**Problem to solve**
Exactly the line with "Query: mud flat" and the lines that follow it, through the closing line of the entries, should be restated, with nothing left out or added.

Records to use below:

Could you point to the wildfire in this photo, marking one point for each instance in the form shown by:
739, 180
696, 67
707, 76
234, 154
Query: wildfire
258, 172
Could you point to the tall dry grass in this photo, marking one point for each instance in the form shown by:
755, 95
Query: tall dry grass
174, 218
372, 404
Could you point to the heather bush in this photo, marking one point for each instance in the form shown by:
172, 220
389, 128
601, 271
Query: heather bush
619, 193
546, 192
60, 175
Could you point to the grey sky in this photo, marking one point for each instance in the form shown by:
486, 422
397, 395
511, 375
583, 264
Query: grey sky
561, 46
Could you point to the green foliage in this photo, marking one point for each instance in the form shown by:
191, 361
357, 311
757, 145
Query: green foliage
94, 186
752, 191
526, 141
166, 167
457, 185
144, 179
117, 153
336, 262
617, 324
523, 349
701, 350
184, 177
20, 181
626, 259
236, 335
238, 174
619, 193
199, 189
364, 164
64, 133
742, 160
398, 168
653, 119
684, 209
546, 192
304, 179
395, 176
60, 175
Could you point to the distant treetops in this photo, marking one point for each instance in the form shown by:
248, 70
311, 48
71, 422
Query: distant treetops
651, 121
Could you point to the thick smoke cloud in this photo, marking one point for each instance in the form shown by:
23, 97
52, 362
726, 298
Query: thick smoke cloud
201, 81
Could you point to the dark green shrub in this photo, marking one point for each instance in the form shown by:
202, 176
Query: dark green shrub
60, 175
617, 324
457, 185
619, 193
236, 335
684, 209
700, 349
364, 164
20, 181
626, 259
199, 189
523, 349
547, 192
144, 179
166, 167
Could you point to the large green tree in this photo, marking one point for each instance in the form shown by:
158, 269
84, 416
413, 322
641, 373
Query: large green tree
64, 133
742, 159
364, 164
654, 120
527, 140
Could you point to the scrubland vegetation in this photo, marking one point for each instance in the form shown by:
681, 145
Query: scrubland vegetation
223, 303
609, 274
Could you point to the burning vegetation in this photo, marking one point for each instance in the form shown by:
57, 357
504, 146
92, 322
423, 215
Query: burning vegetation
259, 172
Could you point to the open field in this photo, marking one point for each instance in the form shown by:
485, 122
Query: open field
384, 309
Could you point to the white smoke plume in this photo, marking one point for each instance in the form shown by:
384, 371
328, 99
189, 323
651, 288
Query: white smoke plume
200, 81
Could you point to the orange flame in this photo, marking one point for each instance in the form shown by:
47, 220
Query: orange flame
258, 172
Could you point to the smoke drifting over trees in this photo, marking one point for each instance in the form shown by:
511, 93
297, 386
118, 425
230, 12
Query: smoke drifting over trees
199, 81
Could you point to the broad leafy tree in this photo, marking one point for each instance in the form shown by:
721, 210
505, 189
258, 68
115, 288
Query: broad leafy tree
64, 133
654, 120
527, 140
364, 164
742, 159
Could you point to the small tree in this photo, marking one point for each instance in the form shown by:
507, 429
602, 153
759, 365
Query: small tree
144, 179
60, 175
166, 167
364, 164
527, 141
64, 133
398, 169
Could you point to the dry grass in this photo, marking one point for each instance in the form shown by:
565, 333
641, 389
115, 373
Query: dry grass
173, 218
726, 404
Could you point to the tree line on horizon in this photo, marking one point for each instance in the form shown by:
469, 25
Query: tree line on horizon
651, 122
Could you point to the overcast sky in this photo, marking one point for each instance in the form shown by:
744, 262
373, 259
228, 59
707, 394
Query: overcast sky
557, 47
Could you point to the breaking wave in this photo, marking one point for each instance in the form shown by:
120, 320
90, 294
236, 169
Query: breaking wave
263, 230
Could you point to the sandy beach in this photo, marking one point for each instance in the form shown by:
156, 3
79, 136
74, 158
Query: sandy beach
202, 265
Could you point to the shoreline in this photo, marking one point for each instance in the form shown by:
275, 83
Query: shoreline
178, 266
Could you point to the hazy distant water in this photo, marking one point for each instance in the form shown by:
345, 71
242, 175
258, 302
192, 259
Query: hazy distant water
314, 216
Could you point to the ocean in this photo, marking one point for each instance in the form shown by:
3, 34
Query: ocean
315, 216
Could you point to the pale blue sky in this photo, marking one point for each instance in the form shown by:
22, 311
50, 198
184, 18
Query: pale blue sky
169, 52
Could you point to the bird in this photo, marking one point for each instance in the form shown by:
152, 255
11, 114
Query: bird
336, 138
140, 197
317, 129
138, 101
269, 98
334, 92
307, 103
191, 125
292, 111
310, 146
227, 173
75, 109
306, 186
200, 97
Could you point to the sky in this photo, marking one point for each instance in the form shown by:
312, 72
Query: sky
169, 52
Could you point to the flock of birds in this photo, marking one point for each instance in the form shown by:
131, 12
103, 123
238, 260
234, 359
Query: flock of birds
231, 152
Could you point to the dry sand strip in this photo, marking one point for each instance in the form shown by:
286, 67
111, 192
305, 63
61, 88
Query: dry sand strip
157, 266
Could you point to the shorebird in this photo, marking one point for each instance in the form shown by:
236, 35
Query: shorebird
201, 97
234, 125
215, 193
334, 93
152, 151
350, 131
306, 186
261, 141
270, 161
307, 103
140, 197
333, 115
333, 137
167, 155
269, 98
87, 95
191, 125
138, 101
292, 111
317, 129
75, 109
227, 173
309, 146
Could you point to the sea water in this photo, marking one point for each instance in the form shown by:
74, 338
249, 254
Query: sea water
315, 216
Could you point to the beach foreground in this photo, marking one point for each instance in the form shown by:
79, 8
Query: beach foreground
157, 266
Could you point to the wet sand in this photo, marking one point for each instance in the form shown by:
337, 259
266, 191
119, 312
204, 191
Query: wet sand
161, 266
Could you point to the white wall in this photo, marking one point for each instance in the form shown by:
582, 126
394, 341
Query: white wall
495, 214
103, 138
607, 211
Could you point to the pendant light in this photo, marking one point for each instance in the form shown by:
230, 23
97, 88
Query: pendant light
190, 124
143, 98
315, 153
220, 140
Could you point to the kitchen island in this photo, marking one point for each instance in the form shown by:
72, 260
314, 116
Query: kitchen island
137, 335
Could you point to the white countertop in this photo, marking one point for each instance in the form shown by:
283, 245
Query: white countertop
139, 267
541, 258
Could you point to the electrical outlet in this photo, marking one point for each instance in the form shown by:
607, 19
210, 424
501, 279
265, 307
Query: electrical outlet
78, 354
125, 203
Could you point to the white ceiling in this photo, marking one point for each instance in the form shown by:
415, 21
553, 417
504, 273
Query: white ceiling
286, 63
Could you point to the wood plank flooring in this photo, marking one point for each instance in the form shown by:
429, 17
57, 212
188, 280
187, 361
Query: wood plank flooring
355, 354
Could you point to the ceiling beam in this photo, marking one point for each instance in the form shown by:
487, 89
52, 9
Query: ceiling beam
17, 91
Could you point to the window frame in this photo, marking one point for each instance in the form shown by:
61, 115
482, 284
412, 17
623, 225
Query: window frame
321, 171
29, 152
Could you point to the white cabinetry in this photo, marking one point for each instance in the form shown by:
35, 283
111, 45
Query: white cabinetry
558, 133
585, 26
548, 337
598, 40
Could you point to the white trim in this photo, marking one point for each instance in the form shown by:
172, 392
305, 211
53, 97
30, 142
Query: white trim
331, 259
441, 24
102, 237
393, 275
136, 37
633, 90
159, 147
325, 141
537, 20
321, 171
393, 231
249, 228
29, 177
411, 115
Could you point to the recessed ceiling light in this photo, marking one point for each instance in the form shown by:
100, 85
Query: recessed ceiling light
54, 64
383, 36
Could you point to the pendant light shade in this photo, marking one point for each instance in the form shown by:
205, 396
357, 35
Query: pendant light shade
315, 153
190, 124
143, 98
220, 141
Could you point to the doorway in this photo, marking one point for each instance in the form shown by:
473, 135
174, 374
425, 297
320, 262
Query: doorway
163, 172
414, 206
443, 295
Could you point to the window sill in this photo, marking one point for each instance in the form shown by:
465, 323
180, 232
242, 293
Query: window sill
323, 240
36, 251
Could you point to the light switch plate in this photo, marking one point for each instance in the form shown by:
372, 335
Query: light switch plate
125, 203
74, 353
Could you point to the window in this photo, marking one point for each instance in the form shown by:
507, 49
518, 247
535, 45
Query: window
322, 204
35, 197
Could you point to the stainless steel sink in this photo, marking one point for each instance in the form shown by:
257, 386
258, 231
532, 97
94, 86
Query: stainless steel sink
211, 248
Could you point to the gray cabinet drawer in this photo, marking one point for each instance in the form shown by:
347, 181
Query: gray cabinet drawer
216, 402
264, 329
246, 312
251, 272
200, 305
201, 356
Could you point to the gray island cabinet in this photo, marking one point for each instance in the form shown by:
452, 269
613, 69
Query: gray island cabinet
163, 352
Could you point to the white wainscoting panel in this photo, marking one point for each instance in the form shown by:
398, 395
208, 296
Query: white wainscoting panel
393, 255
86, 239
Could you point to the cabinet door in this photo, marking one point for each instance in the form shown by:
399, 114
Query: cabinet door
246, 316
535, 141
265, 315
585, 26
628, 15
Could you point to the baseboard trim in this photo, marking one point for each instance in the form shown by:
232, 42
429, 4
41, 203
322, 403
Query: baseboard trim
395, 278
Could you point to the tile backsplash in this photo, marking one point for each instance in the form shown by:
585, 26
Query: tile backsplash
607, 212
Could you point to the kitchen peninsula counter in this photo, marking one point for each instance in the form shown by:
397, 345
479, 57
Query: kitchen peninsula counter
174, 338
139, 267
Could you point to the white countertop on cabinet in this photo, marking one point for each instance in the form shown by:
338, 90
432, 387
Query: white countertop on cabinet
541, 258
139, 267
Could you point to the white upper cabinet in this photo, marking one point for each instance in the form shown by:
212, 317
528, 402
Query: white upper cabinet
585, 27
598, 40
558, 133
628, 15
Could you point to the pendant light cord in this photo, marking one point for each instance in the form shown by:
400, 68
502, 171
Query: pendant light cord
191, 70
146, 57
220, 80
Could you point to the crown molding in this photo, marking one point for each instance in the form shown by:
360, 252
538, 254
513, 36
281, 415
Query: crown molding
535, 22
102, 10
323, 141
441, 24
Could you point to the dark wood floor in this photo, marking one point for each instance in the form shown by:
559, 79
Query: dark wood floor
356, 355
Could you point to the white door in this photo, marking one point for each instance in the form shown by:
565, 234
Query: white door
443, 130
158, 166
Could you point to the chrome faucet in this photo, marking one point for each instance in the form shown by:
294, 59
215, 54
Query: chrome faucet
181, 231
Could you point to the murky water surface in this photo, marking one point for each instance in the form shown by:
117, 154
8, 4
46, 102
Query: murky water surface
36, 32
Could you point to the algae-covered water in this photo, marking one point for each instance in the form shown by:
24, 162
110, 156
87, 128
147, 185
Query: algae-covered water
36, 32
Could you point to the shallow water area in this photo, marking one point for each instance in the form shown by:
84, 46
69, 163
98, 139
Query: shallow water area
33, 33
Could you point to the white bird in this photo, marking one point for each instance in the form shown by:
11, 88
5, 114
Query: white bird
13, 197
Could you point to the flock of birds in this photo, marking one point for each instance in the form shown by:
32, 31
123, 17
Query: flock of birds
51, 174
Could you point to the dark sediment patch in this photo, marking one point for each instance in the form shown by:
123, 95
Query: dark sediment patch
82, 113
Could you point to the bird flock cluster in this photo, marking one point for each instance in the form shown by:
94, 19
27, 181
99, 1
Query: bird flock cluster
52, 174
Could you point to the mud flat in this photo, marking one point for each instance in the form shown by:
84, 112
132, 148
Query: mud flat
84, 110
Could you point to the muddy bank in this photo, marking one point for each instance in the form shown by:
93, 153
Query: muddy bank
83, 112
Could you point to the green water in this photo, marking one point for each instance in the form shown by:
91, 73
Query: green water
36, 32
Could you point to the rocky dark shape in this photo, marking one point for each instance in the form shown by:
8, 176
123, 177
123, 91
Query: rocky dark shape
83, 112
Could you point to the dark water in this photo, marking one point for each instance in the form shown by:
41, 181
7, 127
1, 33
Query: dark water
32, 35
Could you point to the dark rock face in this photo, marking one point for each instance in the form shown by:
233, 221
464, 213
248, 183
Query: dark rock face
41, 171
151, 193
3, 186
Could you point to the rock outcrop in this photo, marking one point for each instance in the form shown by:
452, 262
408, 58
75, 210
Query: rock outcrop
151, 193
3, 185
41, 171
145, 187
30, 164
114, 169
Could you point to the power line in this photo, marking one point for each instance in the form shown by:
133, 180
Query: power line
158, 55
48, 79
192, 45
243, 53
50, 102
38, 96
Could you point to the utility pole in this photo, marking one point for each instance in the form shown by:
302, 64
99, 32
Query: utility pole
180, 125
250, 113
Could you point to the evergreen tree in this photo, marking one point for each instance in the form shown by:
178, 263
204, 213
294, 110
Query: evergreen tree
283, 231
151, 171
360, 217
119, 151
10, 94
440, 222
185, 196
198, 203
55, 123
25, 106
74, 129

End of Records to use.

**Answer**
Query: mud flat
84, 110
Could you point to the muddy bank in this photo, marking one point for each instance in the form shown by:
93, 153
Query: muddy bank
83, 112
Could you point to the green water in this photo, marking one point for each instance in the form shown by:
91, 73
Query: green water
36, 32
Could you point to the rocky dark shape in this photo, marking one point for each instance in the form shown by:
8, 176
123, 177
123, 91
Query: rocky dark shape
83, 112
Could you point to the dark water in this photo, marking one point for each instance in the form shown by:
41, 181
7, 127
1, 33
Query: dark water
32, 35
Could you point to the dark rock face in this photo, marking one point for each instance in the form shown by:
233, 221
464, 213
248, 183
Query: dark rock face
41, 171
151, 193
3, 186
Could you point to the rock outcrop in this photo, marking one point for each instance in the form shown by:
452, 262
408, 58
75, 210
Query: rock outcrop
151, 193
3, 185
41, 171
145, 187
30, 164
114, 169
Could you point to the power line in this photo, marking one point for each instance in the form shown by:
133, 180
Query: power line
158, 55
48, 79
192, 45
243, 53
50, 102
38, 96
Could you point to the utility pole in this photo, marking one point for each instance in the form shown by:
302, 64
99, 32
Query: utility pole
180, 125
250, 113
Could you point to the evergreen tree in this photo, marking one point for each instance in the form shown by:
178, 263
204, 213
294, 110
Query: evergreen tree
283, 231
151, 171
360, 217
119, 151
10, 94
440, 222
185, 196
198, 203
55, 123
25, 106
74, 129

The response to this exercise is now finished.